YOUR GOAL
Could you convert the data below into a JSON list of strings, with one string for each line and any blank lines left out?
-- start of DATASET ROWS --
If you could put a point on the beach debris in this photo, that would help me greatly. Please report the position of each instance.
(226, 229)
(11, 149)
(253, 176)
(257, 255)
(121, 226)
-- end of DATASET ROWS --
WRITTEN RESPONSE
[
  "If you could put a point on the beach debris in this photo, that would help me greatly. Please report the position of each instance.",
  "(226, 229)",
  "(11, 149)",
  "(253, 176)",
  "(257, 255)",
  "(121, 226)"
]